(Rows from a dataset)
◇ ◇ ◇ ◇ ◇

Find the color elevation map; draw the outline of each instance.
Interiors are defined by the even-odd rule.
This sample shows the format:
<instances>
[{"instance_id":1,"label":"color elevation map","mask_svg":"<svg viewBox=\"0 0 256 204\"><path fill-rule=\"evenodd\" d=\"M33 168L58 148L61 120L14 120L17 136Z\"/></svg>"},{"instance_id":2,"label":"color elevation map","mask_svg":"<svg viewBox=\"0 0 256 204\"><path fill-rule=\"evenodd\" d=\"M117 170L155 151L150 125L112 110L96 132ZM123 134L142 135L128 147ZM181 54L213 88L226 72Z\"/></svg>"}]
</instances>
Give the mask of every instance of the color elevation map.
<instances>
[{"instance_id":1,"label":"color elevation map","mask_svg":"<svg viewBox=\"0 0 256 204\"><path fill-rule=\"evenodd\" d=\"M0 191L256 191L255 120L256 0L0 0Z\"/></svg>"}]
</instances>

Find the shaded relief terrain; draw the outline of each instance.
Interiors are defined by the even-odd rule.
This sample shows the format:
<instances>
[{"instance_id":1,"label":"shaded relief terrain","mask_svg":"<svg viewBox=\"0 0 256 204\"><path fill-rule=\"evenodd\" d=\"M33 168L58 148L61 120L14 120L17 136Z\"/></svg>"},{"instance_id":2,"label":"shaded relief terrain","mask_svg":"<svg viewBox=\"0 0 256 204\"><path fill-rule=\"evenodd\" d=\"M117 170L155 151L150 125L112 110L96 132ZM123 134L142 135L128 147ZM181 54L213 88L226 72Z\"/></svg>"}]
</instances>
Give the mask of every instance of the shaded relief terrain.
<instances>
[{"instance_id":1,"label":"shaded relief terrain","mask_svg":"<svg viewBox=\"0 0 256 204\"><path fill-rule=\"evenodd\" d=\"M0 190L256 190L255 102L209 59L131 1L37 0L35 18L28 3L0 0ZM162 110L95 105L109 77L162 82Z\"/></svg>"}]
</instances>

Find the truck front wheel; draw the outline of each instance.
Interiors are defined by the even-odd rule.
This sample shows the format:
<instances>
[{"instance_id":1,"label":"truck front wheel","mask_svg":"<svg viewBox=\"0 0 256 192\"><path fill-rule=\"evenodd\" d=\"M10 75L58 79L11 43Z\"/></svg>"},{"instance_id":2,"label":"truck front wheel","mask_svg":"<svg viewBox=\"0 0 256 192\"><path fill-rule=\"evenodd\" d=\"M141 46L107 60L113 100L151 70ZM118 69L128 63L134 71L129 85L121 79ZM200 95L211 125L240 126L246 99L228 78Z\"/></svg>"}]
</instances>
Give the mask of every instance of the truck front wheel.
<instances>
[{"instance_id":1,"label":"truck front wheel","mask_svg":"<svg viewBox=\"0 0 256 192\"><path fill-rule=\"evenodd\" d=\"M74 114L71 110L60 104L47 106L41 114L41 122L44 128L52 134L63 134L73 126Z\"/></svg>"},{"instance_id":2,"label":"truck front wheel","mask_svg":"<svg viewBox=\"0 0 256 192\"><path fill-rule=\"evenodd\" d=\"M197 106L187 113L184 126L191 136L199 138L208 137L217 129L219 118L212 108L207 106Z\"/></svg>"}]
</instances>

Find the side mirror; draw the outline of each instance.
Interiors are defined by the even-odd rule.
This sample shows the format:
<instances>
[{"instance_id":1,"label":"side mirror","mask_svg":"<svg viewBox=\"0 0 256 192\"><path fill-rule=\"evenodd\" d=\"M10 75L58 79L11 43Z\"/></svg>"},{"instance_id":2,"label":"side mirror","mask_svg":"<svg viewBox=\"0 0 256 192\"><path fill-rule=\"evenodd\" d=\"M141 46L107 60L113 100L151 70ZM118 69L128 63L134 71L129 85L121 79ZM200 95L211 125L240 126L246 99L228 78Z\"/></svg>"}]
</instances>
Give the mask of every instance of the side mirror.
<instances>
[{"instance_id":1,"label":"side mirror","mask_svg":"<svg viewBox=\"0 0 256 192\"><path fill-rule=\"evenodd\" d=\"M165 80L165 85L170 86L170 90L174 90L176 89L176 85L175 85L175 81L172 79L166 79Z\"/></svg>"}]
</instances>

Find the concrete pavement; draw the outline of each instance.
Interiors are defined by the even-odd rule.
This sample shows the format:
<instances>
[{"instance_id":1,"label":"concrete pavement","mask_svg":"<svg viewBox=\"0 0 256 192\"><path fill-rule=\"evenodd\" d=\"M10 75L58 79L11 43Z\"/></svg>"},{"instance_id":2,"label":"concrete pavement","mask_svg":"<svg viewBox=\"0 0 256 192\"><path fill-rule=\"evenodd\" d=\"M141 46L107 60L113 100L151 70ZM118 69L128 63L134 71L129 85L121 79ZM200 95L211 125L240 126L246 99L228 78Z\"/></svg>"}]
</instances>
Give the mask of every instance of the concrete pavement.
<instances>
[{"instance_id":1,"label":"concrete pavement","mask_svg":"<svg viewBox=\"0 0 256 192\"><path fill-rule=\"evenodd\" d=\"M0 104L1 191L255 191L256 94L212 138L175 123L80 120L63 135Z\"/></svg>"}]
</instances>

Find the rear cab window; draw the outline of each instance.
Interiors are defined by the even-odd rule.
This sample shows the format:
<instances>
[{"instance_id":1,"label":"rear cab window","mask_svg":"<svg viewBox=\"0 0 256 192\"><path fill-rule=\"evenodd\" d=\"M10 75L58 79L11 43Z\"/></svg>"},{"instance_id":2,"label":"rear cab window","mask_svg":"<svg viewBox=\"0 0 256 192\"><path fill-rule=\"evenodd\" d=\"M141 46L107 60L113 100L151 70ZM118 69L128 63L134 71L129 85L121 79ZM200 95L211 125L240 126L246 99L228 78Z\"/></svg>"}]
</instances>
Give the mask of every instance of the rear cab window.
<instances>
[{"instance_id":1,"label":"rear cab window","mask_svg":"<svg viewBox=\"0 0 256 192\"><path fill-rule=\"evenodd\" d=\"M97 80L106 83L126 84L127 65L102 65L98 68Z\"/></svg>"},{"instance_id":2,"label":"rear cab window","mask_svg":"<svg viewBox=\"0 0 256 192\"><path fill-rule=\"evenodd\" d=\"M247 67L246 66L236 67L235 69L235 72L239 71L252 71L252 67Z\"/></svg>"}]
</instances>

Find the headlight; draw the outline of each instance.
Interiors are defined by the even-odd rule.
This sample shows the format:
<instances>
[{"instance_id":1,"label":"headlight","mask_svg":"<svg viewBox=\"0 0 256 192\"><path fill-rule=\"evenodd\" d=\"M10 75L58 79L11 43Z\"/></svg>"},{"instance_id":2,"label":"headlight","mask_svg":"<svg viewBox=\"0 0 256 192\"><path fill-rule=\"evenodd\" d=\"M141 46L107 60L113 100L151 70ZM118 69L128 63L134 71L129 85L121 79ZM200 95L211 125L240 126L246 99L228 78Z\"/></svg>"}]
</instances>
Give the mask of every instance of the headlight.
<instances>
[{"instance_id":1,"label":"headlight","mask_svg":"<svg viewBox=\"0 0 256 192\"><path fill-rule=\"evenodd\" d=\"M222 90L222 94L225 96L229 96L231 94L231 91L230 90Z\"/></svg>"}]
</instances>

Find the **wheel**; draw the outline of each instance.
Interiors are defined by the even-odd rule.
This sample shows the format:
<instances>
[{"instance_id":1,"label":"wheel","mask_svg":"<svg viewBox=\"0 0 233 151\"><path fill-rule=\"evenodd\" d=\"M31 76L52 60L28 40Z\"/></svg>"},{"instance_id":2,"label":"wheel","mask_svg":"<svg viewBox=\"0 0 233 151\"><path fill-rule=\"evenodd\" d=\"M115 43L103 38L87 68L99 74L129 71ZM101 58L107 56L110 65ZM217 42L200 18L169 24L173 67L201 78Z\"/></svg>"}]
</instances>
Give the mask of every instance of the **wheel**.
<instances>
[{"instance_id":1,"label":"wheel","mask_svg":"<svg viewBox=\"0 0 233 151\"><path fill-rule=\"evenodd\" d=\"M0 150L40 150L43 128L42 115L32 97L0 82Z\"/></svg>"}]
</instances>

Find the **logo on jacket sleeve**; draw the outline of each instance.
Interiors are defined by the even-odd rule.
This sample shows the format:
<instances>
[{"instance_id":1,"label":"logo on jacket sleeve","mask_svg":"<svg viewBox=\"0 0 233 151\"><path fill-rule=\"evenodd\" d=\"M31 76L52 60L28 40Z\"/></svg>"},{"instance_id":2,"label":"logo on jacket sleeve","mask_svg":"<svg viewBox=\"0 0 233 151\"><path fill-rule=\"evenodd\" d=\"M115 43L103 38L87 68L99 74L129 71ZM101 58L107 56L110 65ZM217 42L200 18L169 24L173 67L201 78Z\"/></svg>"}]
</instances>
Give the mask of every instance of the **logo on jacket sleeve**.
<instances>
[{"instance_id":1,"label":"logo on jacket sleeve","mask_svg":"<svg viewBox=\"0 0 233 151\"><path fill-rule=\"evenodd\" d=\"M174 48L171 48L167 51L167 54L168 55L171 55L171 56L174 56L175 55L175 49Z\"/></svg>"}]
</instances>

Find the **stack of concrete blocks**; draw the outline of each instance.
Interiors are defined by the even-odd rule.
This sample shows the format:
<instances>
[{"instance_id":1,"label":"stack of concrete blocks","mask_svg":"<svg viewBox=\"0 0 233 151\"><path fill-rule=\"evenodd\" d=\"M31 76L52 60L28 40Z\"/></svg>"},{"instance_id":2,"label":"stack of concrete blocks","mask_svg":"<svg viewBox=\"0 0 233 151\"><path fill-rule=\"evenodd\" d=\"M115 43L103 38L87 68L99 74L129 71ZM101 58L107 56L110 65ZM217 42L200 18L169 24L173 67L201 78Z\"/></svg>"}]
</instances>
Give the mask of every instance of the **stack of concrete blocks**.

◇ ◇ ◇ ◇ ◇

• Stated problem: Output the material verbatim, starting with the line that contains "Find the **logo" and continuing through the end of the material.

• Response to the exercise:
Find the **logo on jacket sleeve**; draw the outline of each instance.
Interiors are defined by the even-odd rule.
This sample shows the format:
<instances>
[{"instance_id":1,"label":"logo on jacket sleeve","mask_svg":"<svg viewBox=\"0 0 233 151\"><path fill-rule=\"evenodd\" d=\"M31 76L52 60L28 40Z\"/></svg>"},{"instance_id":2,"label":"logo on jacket sleeve","mask_svg":"<svg viewBox=\"0 0 233 151\"><path fill-rule=\"evenodd\" d=\"M115 43L103 38L87 68L99 74L129 71ZM101 58L107 56L110 65ZM217 42L200 18L169 24L173 67L201 78Z\"/></svg>"}]
</instances>
Give the mask of every instance of the **logo on jacket sleeve**.
<instances>
[{"instance_id":1,"label":"logo on jacket sleeve","mask_svg":"<svg viewBox=\"0 0 233 151\"><path fill-rule=\"evenodd\" d=\"M174 48L171 48L167 51L167 54L168 55L171 55L171 56L174 56L175 55L175 49Z\"/></svg>"}]
</instances>

Find the **stack of concrete blocks**; draw the outline of each instance.
Interiors are defined by the even-odd rule.
This sample shows the format:
<instances>
[{"instance_id":1,"label":"stack of concrete blocks","mask_svg":"<svg viewBox=\"0 0 233 151\"><path fill-rule=\"evenodd\" d=\"M31 76L52 60L28 40Z\"/></svg>"},{"instance_id":2,"label":"stack of concrete blocks","mask_svg":"<svg viewBox=\"0 0 233 151\"><path fill-rule=\"evenodd\" d=\"M115 43L103 38L87 68L99 74L129 71ZM101 58L107 56L110 65ZM217 42L200 18L169 24L173 67L201 78Z\"/></svg>"}]
</instances>
Give the mask of every instance of the **stack of concrete blocks**.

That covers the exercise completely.